Yang Harus Dikerjakan →
Jawab tiga pertanyaan ini berdasarkan tulisan tentang pembangunan perbatasan di bawah:
1. Menurut tulisan itu, perbatasan menjadi daerah seperti apa selama puluhan tahun masa Orde Baru?
2. Pendekatan apa yang masih terlalu dominan dalam pembangunan perbatasan pada Era SBY?
3. Peraturan apa yang mempertegas butir ke tiga Nawa Cita?

── Teks untuk Dibaca

Membangun
Indonesia Dari Tepian Negeri
Oleh : Gafur Djali **
Kerap
ramai kabar tentang tragis dan derita hidup di garis tepi negeri. Jauh dari
segala hal dan terkadang tak pernah merasakan arti menjadi warga negara. Drama
itu semakin mengiris hati ketika negeri seberang yang hanya berjarak beberapa
hasta rupanya lebih menjanjikan masa depan cerah. Seakan terlahir dan hidup di perbatasan
adalah kutukan di katulistiwa.
Selama puluhan tahun masa Orde Baru
perbatasan adalah daerah yang dilupakan. Sementara pada Era SBY pendekatan
pembangunan di perbatasan masih terlalu dominan menggunakan pendekatan
keamanan. Karena persoalan utama yang mengemuka ketika itu adalah soal garis tapal
batas wilayah. Sehingga derap pembangunan yang berorientasi pada manusia
terkesan mandeg jalan di tempat.
Pada
akhirnya masyarakat merasa bahwa negara telah absen. Maka berjuang sendiri
untuk bertahan menjalani hidup tanpa perlu mengemis pada political-will pemerintah adalah pilihan paling rasional. Ada juga
yang sedikit nekat dengan berpindah kewarganegaraan. Tentu ini tindakan legal
karena setiap individu punya hak (kebebasan menentukan sikap) yang juga telah
dilindungi dalam Konvensi Internasional.
Sudah
barang tentu, bangsa ini tak perlu lagi menambah daftar hikayat kisah pilu di
batas negeri. Indonesia saat ini adalah yang mengerti dari pojok mana
pembangunan dan pemerataan musti di mulai. Agar masyarakat yang hidup di garis
perbatasan dengan sepenuh jiwa berbangga hati menjadi warga negara sejati.
Kawasan Perbatasan Era Nawa Cita
Membangun
Indonesia dari pinggiran dengan memperkuat daerah-daerah dan desa dalam
kerangka negara kesatuan, begitulah bunyi butir ke tiga Nawa Cita. Hal ini juga
dipertegas dalam Peraturan Presiden No.2 Tahun 2015 tentang Rencana Pembangunan
Jangka Menegah Nasional – RPJMN 2015-2019. Artinya membangun indonesia dari
pinggiran adalah program pembangunan nasional yang wajib dijalankan selama
kurun waktu lima tahun kedepan.

────
── Data yang Diberikan

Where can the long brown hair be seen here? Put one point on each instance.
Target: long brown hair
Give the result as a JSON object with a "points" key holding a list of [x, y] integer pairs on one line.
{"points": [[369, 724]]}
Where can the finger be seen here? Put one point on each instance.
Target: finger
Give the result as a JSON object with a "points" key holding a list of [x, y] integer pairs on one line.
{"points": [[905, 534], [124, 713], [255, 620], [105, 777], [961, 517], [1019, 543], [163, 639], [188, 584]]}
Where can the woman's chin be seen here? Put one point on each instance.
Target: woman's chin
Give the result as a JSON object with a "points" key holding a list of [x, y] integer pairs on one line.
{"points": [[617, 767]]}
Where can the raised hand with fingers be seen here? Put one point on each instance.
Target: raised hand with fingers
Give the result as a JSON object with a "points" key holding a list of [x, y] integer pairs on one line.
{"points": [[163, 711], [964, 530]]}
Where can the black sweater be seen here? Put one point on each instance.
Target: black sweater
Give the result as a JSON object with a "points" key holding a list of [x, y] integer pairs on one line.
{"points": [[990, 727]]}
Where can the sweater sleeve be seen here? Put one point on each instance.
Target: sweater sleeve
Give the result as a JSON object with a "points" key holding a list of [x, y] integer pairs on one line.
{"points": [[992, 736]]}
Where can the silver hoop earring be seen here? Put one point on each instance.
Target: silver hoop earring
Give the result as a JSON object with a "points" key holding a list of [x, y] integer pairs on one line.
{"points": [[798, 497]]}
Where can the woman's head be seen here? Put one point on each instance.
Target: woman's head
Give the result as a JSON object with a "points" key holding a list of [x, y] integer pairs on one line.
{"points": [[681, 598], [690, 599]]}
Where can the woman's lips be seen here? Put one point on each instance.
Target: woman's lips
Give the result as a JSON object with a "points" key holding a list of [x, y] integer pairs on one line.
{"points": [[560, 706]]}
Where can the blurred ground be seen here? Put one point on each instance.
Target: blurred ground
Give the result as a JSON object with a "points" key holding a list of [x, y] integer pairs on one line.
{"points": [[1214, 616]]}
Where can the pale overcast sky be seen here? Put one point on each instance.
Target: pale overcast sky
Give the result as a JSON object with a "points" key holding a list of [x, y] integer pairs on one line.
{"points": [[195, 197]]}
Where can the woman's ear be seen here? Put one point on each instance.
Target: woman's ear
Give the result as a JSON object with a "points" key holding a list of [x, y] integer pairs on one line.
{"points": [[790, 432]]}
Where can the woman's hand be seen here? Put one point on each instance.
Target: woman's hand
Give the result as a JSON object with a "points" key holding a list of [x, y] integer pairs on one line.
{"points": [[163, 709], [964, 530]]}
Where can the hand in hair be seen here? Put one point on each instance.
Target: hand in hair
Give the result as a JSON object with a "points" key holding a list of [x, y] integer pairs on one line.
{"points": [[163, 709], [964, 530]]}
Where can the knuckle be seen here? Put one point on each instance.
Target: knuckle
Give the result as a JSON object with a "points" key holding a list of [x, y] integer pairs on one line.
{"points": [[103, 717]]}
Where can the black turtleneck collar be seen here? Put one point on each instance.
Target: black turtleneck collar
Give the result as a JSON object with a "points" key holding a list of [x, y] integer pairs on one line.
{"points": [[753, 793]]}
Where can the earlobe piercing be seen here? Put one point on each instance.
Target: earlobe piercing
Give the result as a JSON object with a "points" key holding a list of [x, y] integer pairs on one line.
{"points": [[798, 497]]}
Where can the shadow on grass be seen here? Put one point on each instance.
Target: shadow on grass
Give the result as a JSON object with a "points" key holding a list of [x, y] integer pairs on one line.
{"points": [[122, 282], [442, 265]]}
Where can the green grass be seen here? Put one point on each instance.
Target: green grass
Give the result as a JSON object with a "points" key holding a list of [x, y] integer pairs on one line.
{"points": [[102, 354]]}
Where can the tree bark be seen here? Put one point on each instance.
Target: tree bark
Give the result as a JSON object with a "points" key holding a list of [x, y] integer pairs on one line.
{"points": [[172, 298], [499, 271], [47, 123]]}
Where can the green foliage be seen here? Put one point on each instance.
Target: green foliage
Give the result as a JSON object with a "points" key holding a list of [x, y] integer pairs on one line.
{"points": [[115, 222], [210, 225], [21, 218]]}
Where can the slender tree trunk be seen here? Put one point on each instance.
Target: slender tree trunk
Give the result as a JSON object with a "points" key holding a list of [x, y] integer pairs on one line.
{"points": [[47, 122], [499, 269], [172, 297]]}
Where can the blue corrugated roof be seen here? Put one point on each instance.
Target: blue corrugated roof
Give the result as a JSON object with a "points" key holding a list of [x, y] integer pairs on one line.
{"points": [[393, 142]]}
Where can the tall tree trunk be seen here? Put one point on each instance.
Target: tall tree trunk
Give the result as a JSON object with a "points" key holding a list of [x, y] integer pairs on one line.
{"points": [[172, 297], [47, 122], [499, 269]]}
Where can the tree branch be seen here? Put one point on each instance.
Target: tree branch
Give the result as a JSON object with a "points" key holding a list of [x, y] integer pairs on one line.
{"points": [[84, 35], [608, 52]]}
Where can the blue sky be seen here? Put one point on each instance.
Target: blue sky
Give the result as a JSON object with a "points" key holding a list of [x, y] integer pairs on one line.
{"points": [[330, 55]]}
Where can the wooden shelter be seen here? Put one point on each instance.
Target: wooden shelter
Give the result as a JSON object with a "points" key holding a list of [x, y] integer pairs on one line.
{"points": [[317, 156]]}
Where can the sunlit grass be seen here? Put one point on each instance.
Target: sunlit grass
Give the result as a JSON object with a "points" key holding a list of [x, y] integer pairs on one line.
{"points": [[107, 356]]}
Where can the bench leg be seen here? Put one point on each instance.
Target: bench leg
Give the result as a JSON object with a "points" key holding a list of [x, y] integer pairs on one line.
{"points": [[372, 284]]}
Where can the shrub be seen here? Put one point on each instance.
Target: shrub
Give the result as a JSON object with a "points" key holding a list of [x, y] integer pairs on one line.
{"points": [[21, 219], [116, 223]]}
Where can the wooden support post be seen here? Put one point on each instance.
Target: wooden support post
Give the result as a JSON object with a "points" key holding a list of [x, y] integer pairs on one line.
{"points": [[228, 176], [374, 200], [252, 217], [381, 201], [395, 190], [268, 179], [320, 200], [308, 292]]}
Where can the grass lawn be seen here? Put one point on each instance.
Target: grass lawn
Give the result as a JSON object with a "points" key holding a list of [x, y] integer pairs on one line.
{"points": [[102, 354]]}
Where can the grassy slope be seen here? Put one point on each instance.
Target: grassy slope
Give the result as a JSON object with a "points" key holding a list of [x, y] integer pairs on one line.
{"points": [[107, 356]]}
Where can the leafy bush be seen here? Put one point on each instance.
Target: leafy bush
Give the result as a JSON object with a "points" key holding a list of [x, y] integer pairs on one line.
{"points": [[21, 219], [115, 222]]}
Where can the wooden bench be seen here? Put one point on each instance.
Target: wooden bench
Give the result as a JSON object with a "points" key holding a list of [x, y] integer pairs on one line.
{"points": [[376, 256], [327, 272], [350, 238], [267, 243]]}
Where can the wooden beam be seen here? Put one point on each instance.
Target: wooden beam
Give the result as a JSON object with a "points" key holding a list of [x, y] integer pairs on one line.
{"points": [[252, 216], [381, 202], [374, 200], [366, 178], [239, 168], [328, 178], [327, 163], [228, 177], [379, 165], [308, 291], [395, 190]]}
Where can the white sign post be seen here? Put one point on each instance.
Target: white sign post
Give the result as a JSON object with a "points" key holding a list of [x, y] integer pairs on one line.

────

Hasil di Bawah →
1. Daerah yang dilupakan.
2. Pendekatan keamanan.
3. Peraturan Presiden No.2 Tahun 2015 tentang Rencana Pembangunan Jangka Menegah Nasional – RPJMN 2015-2019.